▸ PROBLEM DESCRIPTION: Every word of the data below has to be copied faithfully.

▼

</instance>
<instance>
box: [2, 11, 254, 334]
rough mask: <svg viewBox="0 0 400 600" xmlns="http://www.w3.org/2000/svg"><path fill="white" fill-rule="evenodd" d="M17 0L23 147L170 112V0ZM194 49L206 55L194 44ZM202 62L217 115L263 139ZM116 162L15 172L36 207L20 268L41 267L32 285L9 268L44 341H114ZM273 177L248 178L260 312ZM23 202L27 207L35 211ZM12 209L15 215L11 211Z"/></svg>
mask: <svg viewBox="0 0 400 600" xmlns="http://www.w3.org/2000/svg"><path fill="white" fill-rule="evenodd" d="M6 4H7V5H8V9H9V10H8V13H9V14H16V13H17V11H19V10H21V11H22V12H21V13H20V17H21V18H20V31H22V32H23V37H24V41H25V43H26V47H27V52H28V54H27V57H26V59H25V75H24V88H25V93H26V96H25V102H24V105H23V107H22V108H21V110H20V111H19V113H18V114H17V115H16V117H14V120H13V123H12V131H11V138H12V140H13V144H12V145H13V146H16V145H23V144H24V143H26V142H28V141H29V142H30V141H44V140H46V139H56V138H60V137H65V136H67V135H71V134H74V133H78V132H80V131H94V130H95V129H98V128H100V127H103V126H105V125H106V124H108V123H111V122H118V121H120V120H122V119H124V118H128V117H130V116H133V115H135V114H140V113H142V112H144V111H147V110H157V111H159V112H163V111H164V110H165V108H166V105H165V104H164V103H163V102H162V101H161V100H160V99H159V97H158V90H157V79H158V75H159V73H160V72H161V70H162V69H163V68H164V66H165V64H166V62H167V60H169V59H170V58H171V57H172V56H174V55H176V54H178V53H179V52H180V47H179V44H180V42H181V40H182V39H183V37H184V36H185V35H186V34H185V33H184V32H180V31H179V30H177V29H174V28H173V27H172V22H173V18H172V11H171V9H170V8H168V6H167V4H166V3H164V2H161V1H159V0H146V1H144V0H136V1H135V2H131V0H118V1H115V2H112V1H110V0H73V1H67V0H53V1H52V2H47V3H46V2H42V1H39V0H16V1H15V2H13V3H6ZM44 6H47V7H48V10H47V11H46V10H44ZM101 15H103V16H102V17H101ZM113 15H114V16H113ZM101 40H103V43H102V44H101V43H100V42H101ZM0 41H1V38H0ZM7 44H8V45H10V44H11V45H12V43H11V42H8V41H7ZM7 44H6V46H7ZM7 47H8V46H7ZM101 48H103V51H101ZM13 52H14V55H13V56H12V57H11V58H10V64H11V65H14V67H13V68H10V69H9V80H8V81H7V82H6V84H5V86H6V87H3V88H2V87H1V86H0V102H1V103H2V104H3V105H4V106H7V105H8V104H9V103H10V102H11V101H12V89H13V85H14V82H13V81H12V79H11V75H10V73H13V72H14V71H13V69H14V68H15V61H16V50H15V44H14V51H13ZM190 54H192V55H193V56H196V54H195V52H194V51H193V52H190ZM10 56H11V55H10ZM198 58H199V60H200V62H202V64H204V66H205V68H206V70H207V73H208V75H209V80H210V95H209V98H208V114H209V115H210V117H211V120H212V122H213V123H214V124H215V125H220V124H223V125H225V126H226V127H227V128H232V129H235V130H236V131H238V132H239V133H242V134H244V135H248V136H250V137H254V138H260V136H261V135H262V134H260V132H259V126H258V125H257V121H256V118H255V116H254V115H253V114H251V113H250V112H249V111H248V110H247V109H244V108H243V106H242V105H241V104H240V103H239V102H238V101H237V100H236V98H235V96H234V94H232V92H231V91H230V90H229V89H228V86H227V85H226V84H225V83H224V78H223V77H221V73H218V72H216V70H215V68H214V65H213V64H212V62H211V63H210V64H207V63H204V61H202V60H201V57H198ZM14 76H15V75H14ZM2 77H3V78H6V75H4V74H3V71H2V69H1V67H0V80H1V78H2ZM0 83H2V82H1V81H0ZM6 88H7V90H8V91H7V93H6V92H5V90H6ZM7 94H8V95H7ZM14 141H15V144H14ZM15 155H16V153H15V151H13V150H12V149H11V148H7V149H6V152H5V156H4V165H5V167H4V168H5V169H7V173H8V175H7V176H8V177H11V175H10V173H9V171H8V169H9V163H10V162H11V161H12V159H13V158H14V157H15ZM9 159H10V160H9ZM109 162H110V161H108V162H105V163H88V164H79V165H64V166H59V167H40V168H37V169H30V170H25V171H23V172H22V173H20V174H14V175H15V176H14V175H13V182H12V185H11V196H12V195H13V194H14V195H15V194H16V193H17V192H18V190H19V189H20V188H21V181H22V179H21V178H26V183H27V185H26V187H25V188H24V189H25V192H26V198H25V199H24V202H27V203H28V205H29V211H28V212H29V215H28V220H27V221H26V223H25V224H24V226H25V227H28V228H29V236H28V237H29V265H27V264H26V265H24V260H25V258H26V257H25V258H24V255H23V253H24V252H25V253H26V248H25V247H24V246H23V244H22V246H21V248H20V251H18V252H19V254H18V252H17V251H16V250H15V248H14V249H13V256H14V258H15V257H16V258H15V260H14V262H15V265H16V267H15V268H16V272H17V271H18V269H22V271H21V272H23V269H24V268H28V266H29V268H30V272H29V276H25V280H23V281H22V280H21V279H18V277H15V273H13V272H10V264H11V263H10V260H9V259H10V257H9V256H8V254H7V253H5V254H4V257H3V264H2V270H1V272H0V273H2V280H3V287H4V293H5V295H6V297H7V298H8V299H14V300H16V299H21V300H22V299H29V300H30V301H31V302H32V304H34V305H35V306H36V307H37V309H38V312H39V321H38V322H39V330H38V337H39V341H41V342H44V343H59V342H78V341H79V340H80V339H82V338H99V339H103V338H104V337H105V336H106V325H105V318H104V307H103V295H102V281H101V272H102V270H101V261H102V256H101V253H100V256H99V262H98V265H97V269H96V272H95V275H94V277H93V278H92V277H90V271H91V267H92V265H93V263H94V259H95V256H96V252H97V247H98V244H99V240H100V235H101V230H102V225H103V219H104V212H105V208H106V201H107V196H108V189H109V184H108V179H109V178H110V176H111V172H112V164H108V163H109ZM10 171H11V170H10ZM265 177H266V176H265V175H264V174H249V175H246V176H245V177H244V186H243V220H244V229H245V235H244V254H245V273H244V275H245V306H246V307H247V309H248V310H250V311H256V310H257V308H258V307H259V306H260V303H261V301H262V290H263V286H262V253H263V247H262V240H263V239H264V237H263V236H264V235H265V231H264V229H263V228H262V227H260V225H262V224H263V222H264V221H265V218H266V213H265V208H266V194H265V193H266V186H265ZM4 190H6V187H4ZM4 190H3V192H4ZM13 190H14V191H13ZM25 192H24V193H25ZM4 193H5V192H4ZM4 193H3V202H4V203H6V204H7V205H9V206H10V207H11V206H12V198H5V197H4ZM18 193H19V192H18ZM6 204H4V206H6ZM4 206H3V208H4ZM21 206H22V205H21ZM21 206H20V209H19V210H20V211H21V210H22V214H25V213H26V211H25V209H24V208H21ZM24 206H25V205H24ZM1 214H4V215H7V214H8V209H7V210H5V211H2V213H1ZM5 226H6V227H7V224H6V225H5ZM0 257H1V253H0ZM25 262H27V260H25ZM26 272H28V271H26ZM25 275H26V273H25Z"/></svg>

▲

▸ ANSWER FOR THE TASK:
</instance>
<instance>
box: [2, 11, 254, 334]
rough mask: <svg viewBox="0 0 400 600" xmlns="http://www.w3.org/2000/svg"><path fill="white" fill-rule="evenodd" d="M17 0L23 147L170 112V0ZM194 49L206 55L194 44ZM202 62L217 115L263 139ZM116 162L15 172L36 207L20 268L41 267L32 285L9 268L44 341H114ZM273 177L248 178L260 312ZM23 202L27 207L35 211ZM12 209L15 215L11 211Z"/></svg>
mask: <svg viewBox="0 0 400 600" xmlns="http://www.w3.org/2000/svg"><path fill="white" fill-rule="evenodd" d="M6 4H7V5H8V9H9V10H8V13H9V14H16V13H17V11H19V10H21V11H22V12H21V13H20V17H21V18H20V31H22V32H23V37H24V41H25V43H26V47H27V52H28V54H27V57H26V59H25V75H24V88H25V93H26V96H25V102H24V105H23V107H22V108H21V110H20V111H19V113H18V114H17V115H16V117H14V120H13V123H12V131H11V138H12V140H13V144H12V145H13V146H16V145H23V144H24V143H26V142H28V141H29V142H30V141H44V140H46V139H56V138H60V137H65V136H67V135H71V134H74V133H78V132H80V131H94V130H95V129H98V128H100V127H103V126H105V125H106V124H108V123H111V122H118V121H120V120H122V119H124V118H128V117H130V116H133V115H135V114H140V113H142V112H144V111H147V110H157V111H159V112H163V111H164V110H165V108H166V105H165V104H164V103H163V102H162V101H161V100H160V99H159V97H158V90H157V79H158V75H159V73H160V72H161V70H162V69H163V68H164V66H165V64H166V62H167V60H169V59H170V58H171V57H172V56H174V55H176V54H178V53H179V52H180V47H179V44H180V42H181V40H182V39H183V37H184V36H185V35H186V34H185V33H184V32H180V31H179V30H177V29H174V28H173V27H172V22H173V18H172V11H171V9H170V8H168V6H167V4H166V3H164V2H161V1H159V0H146V1H144V0H136V1H135V2H131V0H118V1H115V2H112V1H110V0H73V1H67V0H53V1H52V2H47V3H46V2H42V1H39V0H16V1H15V2H13V3H6ZM44 6H47V7H48V10H47V11H46V10H44ZM101 15H103V16H102V17H101ZM113 15H114V16H113ZM101 40H103V43H102V44H101V43H100V42H101ZM0 41H1V38H0ZM7 44H8V45H10V44H11V45H12V43H11V42H8V41H7ZM7 44H6V46H7ZM7 47H8V46H7ZM101 48H103V51H101ZM13 52H14V55H13V56H12V57H11V58H10V64H11V65H14V67H13V68H10V69H9V80H8V81H7V82H6V84H5V86H6V87H3V88H2V87H1V86H0V102H1V103H2V104H3V105H4V106H7V105H8V104H9V103H10V102H11V101H12V89H13V85H14V82H13V81H12V79H11V75H10V73H13V72H14V71H13V69H14V68H15V61H16V50H15V44H14V51H13ZM190 54H192V55H193V56H196V54H195V52H194V51H193V52H190ZM10 56H11V55H10ZM198 58H199V60H200V62H202V64H204V66H205V68H206V70H207V73H208V75H209V80H210V95H209V98H208V114H209V115H210V117H211V120H212V122H213V123H214V124H215V125H220V124H223V125H225V126H226V127H227V128H232V129H235V130H236V131H238V132H239V133H242V134H244V135H248V136H250V137H254V138H260V136H261V135H262V134H260V132H259V126H258V125H257V121H256V118H255V116H254V115H253V114H251V113H250V112H249V111H248V110H247V109H244V108H243V106H242V105H241V104H240V103H239V102H238V101H237V100H236V98H235V96H234V94H232V92H231V91H230V90H229V89H228V86H227V85H226V84H225V83H224V78H223V77H221V73H218V72H216V70H215V68H214V65H213V64H212V62H211V63H210V64H207V63H204V61H202V60H201V57H198ZM14 76H15V75H14ZM2 77H3V78H6V75H4V74H3V71H2V69H1V67H0V80H1V78H2ZM0 83H2V82H1V81H0ZM6 88H7V90H8V91H7V93H6V92H5V90H6ZM7 94H8V95H7ZM14 141H15V144H14ZM15 155H16V153H15V151H13V150H12V149H11V148H7V149H6V152H5V156H4V165H5V167H4V168H5V169H7V173H8V175H7V176H8V177H11V175H10V173H9V171H8V169H9V163H10V162H11V161H12V159H13V158H14V157H15ZM9 159H10V160H9ZM109 162H110V161H108V162H105V163H88V164H79V165H64V166H59V167H40V168H37V169H30V170H25V171H23V172H22V173H20V174H14V175H15V176H14V175H13V182H12V185H11V196H12V195H13V194H14V195H15V194H16V193H17V192H18V190H19V189H20V188H21V181H22V179H21V178H26V183H27V185H26V187H25V188H24V189H25V192H26V198H25V199H24V202H27V203H28V205H29V211H28V212H29V215H28V220H27V221H26V223H25V224H24V226H25V227H28V228H29V236H28V237H29V265H27V264H26V265H24V260H25V258H26V257H25V258H24V255H23V253H24V252H25V253H26V248H25V247H24V246H23V244H22V246H21V248H20V251H18V252H19V254H18V252H17V251H16V250H15V248H14V249H13V256H14V258H15V257H16V258H15V260H14V262H15V265H16V267H15V268H16V272H17V271H18V269H22V271H21V272H23V269H24V268H28V266H29V268H30V272H29V276H25V280H23V281H22V280H21V279H18V277H15V273H13V272H10V264H11V263H10V260H9V259H10V257H9V256H8V254H7V253H5V254H4V257H3V264H2V270H1V272H0V273H2V280H3V287H4V293H5V295H6V297H7V298H8V299H14V300H16V299H21V300H22V299H29V300H30V301H31V302H32V304H34V305H35V306H36V307H37V309H38V312H39V321H38V322H39V330H38V337H39V341H41V342H44V343H59V342H78V341H79V340H80V339H82V338H99V339H103V338H104V337H105V336H106V325H105V318H104V307H103V295H102V281H101V272H102V270H101V261H102V256H101V253H100V256H99V262H98V265H97V269H96V272H95V275H94V277H93V278H92V277H90V271H91V267H92V265H93V263H94V259H95V256H96V252H97V247H98V244H99V240H100V235H101V230H102V225H103V219H104V212H105V208H106V201H107V196H108V189H109V184H108V179H109V178H110V176H111V172H112V164H108V163H109ZM10 171H11V170H10ZM265 177H266V176H265V175H264V174H249V175H246V176H245V177H244V186H243V220H244V229H245V235H244V254H245V273H244V275H245V306H246V307H247V309H248V310H250V311H256V310H257V308H258V307H259V306H260V303H261V301H262V290H263V286H262V253H263V247H262V240H263V239H264V237H263V236H264V235H265V231H264V229H263V228H262V227H260V225H262V224H263V222H264V221H265V218H266V213H265V208H266V194H265V193H266V186H265ZM4 190H6V187H4ZM4 190H3V192H4ZM13 190H14V191H13ZM25 192H24V193H25ZM4 193H5V192H4ZM4 193H3V202H4V203H6V204H7V205H9V206H10V207H11V206H12V198H5V197H4ZM18 193H19V192H18ZM6 204H4V206H6ZM4 206H3V208H4ZM21 206H22V205H21ZM21 206H20V209H19V210H20V211H21V210H22V214H25V213H26V211H25V209H24V208H21ZM24 206H25V205H24ZM1 214H4V215H7V214H8V209H7V210H5V211H2V213H1ZM5 226H6V227H7V224H6V225H5ZM0 257H1V253H0ZM25 262H27V260H25ZM26 272H28V271H26ZM25 275H26V273H25Z"/></svg>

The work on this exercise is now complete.